**Set exercise:** Please sum up the case summary on Colbert v. City of Chicago below in two sentences.

**Source extract:**
** START **
Colbert v. City of Chicago
2017 U.S. App. LEXIS 4486
| 7th Cir. | 2017Background
- In March 2011 police officers and IDOC parole agents conducted a parole compliance check at a residence shared by Jai Crutcher (on mandatory supervised release) and Christopher Colbert; both were handcuffed and prevented from observing the search.
- Officers recovered a loaded, unregistered 12‑gauge shotgun and ammunition from a locked bedroom; a .40 cal case (but not the handgun) was also found; both men admitted ownership of firearms; both were arrested; charges were later dismissed or resulted in acquittal.
- Crutcher was indicted by a grand jury and later acquitted; he sued for malicious prosecution under Illinois law. Colbert sued under § 1983 for Fourth Amendment violations (unreasonable search and property damage) and the City for false arrest based on an allegedly unconstitutional municipal firearm ordinance.
- Officer Willingham’s criminal complaint mistakenly cited Chicago Mun. Code § 8‑20‑040 but later stated the correct ordinance was § 8‑20‑140 (a scrivener’s error); plaintiffs attempted to challenge ordinance(s) during summary-judgment briefing.
- The district court granted summary judgment to the defendants on all claims; the Seventh Circuit affirmed, rejecting plaintiffs’ malicious-prosecution, Fourth Amendment (search/person/bedroom and property damage), and municipal false-arrest claims.
** END **
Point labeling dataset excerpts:
** START **
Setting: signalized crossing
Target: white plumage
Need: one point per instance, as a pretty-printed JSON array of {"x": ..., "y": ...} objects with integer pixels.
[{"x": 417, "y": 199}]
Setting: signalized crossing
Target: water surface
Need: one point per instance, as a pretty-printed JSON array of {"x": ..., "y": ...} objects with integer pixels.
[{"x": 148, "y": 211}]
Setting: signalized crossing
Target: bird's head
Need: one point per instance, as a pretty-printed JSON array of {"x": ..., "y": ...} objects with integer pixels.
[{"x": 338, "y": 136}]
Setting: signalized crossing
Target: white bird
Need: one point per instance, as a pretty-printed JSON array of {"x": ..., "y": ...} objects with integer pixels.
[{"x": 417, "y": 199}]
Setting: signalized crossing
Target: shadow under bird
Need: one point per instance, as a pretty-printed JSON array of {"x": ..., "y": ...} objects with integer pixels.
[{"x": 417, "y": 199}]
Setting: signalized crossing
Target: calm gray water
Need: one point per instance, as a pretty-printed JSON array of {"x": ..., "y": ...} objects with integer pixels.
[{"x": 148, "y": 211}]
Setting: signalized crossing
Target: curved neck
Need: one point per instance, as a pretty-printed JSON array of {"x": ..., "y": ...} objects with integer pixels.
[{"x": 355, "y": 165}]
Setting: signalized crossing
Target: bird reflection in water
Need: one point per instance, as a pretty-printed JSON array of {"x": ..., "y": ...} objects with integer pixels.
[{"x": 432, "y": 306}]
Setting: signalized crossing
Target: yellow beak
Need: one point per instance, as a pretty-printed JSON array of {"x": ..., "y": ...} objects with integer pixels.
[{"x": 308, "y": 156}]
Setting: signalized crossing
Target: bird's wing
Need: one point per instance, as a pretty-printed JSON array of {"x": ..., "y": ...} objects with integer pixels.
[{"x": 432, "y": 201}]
** END **
**Task solution:** In March 2011, police officers and parole agents conducting a parole compliance check at a home shared by Jai Crutcher and Christopher Colbert found a loaded, unregistered shotgun and ammunition, and both men were arrested, though the charges were later dismissed or ended in acquittal. Crutcher sued for malicious prosecution, and Colbert sued over the search, property damage, and a false arrest tied to a city firearm ordinance, but the district court granted summary judgment to the defendants and the Seventh Circuit affirmed.